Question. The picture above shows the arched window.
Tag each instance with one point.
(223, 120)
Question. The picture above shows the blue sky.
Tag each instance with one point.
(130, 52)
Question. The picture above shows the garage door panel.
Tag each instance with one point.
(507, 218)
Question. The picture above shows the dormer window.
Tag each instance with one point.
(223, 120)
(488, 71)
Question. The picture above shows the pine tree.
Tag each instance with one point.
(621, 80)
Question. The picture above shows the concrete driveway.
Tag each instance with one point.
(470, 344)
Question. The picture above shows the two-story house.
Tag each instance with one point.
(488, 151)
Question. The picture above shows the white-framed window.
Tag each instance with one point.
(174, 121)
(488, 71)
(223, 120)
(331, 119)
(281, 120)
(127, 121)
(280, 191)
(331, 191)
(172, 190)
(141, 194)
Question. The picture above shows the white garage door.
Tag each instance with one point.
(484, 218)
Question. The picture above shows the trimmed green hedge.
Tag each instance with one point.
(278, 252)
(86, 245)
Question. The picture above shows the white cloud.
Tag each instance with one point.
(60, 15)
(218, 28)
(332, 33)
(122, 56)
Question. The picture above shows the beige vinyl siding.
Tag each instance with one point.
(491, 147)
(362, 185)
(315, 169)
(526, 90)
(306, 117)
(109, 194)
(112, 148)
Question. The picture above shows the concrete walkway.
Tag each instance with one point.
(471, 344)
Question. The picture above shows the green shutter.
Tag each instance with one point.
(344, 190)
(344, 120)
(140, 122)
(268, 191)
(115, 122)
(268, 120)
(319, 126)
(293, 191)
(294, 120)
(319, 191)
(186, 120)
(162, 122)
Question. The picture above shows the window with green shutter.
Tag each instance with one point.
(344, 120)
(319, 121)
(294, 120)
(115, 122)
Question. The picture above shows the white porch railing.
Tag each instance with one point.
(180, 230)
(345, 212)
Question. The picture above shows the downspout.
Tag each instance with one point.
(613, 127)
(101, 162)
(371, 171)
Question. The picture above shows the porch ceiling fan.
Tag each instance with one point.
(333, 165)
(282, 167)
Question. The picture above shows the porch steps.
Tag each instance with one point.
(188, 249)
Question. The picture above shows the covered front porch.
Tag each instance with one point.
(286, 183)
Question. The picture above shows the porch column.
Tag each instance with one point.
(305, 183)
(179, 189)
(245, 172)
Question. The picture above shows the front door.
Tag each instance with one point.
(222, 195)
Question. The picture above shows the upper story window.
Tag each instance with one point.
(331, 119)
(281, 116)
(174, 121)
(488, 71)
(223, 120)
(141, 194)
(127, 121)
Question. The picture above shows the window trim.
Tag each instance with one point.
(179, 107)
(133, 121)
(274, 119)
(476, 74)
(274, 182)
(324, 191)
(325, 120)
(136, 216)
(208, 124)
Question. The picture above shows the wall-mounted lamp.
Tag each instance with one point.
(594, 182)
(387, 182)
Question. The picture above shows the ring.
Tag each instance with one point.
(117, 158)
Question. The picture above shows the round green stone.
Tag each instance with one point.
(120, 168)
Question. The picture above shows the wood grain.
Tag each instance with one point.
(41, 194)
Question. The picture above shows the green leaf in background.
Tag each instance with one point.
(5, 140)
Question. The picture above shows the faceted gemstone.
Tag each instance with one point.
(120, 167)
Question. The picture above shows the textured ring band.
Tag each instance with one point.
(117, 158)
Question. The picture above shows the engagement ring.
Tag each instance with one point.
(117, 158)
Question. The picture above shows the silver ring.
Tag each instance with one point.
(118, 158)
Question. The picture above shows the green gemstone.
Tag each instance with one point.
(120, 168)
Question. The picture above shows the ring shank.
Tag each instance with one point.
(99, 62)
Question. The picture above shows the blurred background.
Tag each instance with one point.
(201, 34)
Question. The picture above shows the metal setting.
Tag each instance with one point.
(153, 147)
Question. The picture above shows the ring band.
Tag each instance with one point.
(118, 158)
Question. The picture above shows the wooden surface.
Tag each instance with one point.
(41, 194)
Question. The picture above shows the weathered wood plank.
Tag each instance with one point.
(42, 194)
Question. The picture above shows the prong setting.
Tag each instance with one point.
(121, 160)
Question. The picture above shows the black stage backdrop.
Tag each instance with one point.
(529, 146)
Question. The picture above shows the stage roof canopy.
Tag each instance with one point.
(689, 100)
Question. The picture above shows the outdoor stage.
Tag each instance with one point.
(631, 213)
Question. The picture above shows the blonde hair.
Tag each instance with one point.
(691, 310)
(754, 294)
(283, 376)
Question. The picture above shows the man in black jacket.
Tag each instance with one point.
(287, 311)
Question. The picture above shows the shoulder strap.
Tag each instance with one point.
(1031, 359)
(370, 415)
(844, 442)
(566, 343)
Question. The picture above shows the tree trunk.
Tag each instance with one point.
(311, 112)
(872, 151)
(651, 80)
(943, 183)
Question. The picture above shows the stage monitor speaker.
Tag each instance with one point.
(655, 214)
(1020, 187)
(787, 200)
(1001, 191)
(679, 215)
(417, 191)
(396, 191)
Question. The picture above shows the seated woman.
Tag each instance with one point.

════════════════

__WHAT YOU ARE ASKED TO DO__:
Can you print each line, starting at the one that contains "Question. The picture above shows the tree" and stopping after the last line of the entries, with both ends included?

__FINAL ANSWER__:
Question. The picture above shows the tree trunk.
Tag each instance with one point.
(311, 112)
(872, 151)
(651, 80)
(943, 183)
Question. The picture above shows the stage monitor speaker.
Tag each instance with one point.
(655, 214)
(1020, 187)
(787, 200)
(1001, 191)
(679, 215)
(417, 191)
(396, 191)
Question. The picture above shows the seated woman.
Tag each instance with one point.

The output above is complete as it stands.